- AIM OF THE EXERCISE: Your answer should be every line with the word "plaster", copied from the data below.

THE DATA section start

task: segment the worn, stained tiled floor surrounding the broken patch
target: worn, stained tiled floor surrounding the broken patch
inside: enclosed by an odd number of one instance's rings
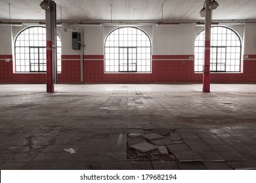
[[[212,84],[211,93],[201,92],[202,84],[45,90],[44,84],[0,85],[0,169],[256,167],[255,84]],[[184,141],[178,152],[191,149],[204,161],[127,162],[127,133],[154,128],[175,129]]]

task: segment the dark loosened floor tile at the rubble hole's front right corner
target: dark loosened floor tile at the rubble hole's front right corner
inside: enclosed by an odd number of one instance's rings
[[[203,161],[203,158],[194,151],[173,152],[179,161]]]

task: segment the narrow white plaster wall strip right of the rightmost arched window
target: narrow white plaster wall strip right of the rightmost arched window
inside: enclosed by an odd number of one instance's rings
[[[256,54],[256,24],[245,24],[244,54]]]

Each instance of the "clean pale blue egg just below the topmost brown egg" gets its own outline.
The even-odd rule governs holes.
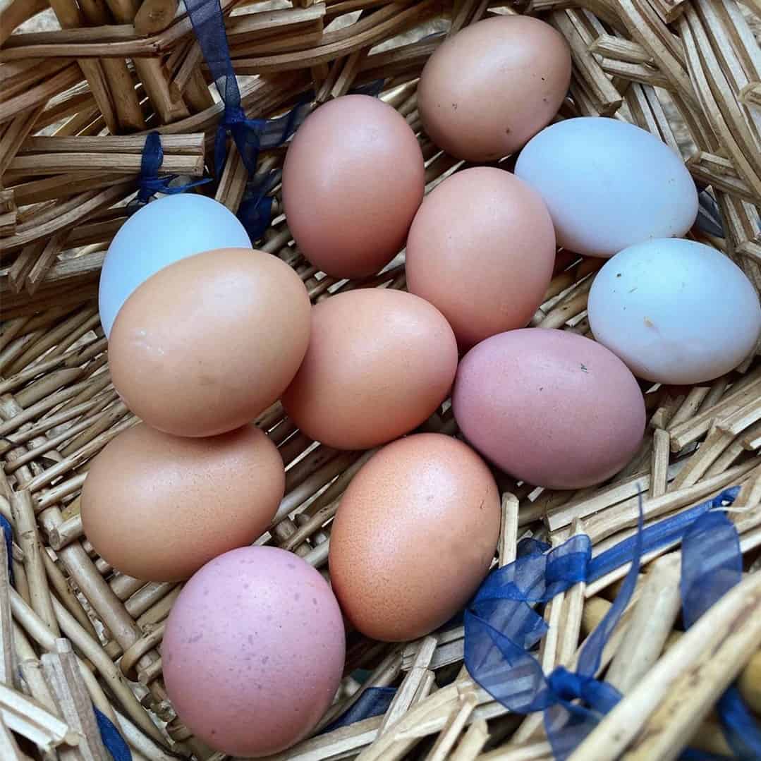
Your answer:
[[[543,197],[559,246],[586,256],[679,237],[698,213],[680,155],[616,119],[584,116],[543,129],[521,151],[515,174]]]

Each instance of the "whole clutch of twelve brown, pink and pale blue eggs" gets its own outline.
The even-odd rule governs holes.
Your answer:
[[[262,756],[313,731],[346,624],[400,642],[457,614],[495,556],[492,469],[553,489],[601,482],[642,441],[635,376],[711,380],[756,345],[743,272],[680,239],[698,199],[679,155],[616,119],[548,126],[570,75],[565,41],[533,18],[443,43],[419,82],[422,123],[480,165],[425,199],[416,135],[381,100],[339,97],[300,127],[282,180],[298,249],[357,279],[406,248],[409,292],[342,288],[311,306],[293,269],[199,195],[151,202],[116,234],[100,317],[113,384],[144,422],[94,460],[81,515],[120,572],[189,579],[163,669],[209,746]],[[517,151],[513,173],[499,166]],[[589,295],[597,341],[526,327],[558,247],[608,258]],[[464,441],[409,435],[450,396]],[[315,441],[380,447],[342,495],[330,585],[260,539],[282,517],[285,473],[252,421],[278,400]]]

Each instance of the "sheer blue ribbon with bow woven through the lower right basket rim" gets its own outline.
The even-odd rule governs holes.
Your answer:
[[[536,540],[521,541],[517,559],[489,574],[466,609],[465,664],[470,675],[511,712],[543,711],[553,754],[556,759],[567,758],[621,699],[613,686],[597,680],[595,674],[603,648],[631,600],[642,555],[682,540],[686,622],[700,616],[739,580],[742,558],[737,532],[723,513],[712,511],[731,504],[739,490],[727,489],[711,501],[647,528],[642,525],[640,508],[635,536],[594,559],[591,540],[584,534],[551,550]],[[530,653],[547,631],[534,607],[579,581],[595,581],[627,562],[632,567],[621,591],[581,648],[575,672],[557,667],[546,676]],[[718,711],[733,750],[751,753],[740,758],[761,758],[761,737],[756,739],[758,730],[736,688],[728,690]],[[692,753],[693,758],[699,757]]]

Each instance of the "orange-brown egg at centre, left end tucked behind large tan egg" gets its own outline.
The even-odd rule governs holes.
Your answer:
[[[282,396],[307,436],[368,449],[425,422],[457,371],[457,341],[436,307],[387,288],[346,291],[312,309],[307,355]]]

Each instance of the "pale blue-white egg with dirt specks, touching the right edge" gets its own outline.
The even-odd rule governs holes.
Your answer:
[[[761,332],[759,295],[724,254],[648,240],[605,263],[589,293],[594,337],[645,380],[695,384],[737,367]]]

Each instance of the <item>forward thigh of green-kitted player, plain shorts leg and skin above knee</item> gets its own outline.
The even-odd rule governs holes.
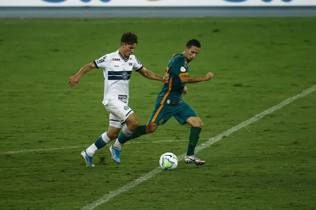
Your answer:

THE DATA section end

- YOUR SOLUTION:
task: segment the narrow white plaster wall strip right of the rightmost arched window
target: narrow white plaster wall strip right of the rightmost arched window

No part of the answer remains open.